**Data records**
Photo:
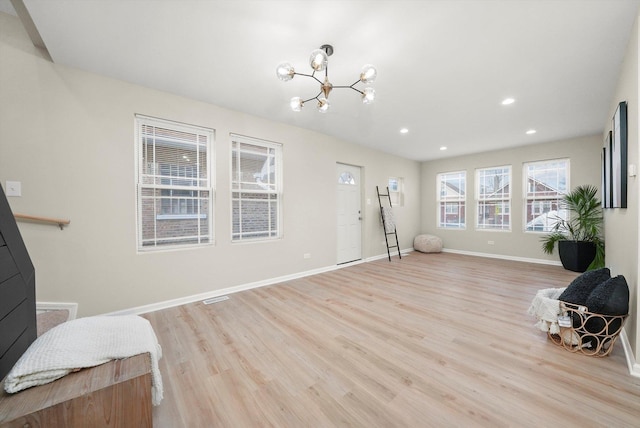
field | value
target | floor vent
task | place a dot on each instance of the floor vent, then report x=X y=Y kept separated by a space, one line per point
x=215 y=300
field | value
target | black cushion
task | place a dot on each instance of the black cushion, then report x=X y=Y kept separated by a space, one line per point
x=610 y=298
x=580 y=288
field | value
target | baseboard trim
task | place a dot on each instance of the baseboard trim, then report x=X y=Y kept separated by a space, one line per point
x=632 y=365
x=139 y=310
x=503 y=257
x=72 y=308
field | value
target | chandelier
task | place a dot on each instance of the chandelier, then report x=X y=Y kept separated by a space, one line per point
x=319 y=61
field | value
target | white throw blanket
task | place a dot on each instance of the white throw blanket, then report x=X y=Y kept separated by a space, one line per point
x=546 y=307
x=86 y=342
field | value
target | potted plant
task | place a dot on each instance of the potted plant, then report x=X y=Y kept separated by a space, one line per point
x=579 y=238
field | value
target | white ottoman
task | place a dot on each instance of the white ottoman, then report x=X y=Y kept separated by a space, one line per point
x=427 y=244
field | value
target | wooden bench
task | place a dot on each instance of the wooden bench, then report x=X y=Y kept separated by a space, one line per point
x=114 y=394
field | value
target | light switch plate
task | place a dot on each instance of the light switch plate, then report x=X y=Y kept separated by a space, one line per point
x=13 y=188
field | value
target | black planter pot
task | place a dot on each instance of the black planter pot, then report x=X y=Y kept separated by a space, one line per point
x=576 y=255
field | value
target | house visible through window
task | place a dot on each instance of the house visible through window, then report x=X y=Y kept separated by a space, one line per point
x=174 y=185
x=452 y=199
x=256 y=189
x=493 y=198
x=546 y=183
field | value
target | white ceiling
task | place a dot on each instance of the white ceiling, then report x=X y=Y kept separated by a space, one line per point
x=443 y=66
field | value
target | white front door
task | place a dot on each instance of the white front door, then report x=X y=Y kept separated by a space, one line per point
x=349 y=213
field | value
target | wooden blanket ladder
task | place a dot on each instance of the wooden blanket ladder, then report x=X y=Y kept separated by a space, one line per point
x=388 y=222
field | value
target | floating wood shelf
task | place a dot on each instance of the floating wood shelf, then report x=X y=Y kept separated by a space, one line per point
x=60 y=222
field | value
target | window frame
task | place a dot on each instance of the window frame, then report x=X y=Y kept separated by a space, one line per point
x=461 y=201
x=489 y=201
x=237 y=139
x=164 y=184
x=544 y=200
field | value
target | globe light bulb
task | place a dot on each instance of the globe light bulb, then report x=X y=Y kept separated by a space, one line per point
x=296 y=103
x=318 y=60
x=323 y=105
x=368 y=74
x=285 y=72
x=368 y=95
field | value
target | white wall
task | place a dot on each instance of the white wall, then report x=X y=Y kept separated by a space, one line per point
x=584 y=155
x=68 y=136
x=621 y=225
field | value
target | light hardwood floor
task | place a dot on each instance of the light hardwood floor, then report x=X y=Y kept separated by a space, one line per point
x=430 y=340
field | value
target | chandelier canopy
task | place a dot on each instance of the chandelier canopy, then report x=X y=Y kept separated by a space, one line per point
x=319 y=61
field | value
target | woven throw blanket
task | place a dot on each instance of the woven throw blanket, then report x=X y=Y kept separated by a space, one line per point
x=389 y=221
x=545 y=306
x=86 y=342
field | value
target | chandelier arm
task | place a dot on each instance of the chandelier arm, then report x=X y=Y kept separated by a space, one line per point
x=309 y=75
x=349 y=87
x=312 y=98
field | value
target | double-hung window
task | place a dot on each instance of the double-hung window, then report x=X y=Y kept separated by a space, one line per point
x=173 y=184
x=546 y=183
x=256 y=189
x=452 y=199
x=493 y=198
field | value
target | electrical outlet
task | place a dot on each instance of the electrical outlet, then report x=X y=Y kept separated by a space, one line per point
x=14 y=188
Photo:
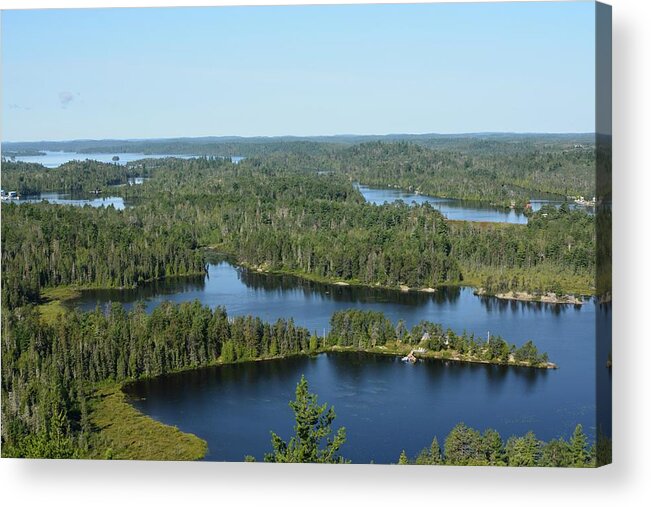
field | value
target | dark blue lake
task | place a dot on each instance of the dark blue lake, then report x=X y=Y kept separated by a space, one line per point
x=53 y=159
x=458 y=209
x=384 y=404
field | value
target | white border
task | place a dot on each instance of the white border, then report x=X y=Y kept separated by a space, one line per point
x=626 y=482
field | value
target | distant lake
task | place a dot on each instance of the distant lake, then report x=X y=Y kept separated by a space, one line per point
x=385 y=405
x=53 y=159
x=63 y=198
x=455 y=209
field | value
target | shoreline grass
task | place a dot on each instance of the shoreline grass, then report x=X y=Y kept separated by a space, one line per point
x=123 y=432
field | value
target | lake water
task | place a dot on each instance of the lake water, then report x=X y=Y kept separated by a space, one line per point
x=63 y=198
x=455 y=209
x=54 y=159
x=384 y=404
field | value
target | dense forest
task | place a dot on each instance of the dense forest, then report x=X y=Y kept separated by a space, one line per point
x=368 y=330
x=490 y=168
x=465 y=446
x=76 y=177
x=276 y=214
x=49 y=370
x=47 y=245
x=294 y=209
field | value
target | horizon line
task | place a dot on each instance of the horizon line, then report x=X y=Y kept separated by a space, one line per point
x=296 y=136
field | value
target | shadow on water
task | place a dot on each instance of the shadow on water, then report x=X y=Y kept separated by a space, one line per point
x=343 y=293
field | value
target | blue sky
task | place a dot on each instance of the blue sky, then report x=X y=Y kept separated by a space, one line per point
x=309 y=70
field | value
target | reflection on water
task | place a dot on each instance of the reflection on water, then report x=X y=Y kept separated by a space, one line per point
x=384 y=404
x=223 y=404
x=452 y=209
x=75 y=200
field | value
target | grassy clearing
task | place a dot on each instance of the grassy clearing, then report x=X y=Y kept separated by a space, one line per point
x=124 y=433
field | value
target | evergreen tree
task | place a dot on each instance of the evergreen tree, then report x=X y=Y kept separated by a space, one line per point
x=311 y=442
x=579 y=453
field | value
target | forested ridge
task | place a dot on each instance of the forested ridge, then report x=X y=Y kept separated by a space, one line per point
x=465 y=446
x=47 y=245
x=76 y=177
x=294 y=211
x=276 y=214
x=50 y=370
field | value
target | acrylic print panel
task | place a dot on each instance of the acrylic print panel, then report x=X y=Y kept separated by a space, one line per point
x=355 y=233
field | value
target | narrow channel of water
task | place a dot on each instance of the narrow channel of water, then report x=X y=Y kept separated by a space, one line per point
x=385 y=404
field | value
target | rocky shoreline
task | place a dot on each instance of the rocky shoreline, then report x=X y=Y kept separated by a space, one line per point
x=550 y=297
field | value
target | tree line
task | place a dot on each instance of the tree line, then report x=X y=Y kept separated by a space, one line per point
x=370 y=329
x=465 y=446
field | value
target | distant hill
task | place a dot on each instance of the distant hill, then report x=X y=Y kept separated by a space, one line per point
x=252 y=146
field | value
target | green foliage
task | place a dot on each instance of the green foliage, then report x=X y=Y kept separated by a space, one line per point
x=311 y=442
x=76 y=177
x=579 y=451
x=369 y=329
x=466 y=446
x=47 y=368
x=523 y=451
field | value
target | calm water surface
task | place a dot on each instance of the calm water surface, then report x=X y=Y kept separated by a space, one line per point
x=63 y=198
x=384 y=404
x=53 y=159
x=457 y=209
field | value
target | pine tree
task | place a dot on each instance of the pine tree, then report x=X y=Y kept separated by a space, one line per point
x=311 y=442
x=579 y=454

**Requirement**
Copy out the stretch from the start of the entries above through the line containing "x=580 y=288", requests included, and shift each answer's coordinates by adding -81 to every number. Leave the pictures out.

**Answer for the task**
Photo:
field | value
target | floor vent
task | place a dot on each instance of the floor vent, then report x=X y=Y kept separated by a space, one line per point
x=134 y=219
field | value
target | black cushion
task | place a dot on each instance of the black cushion, then report x=X y=Y kept separated by a space, one line per point
x=529 y=217
x=499 y=207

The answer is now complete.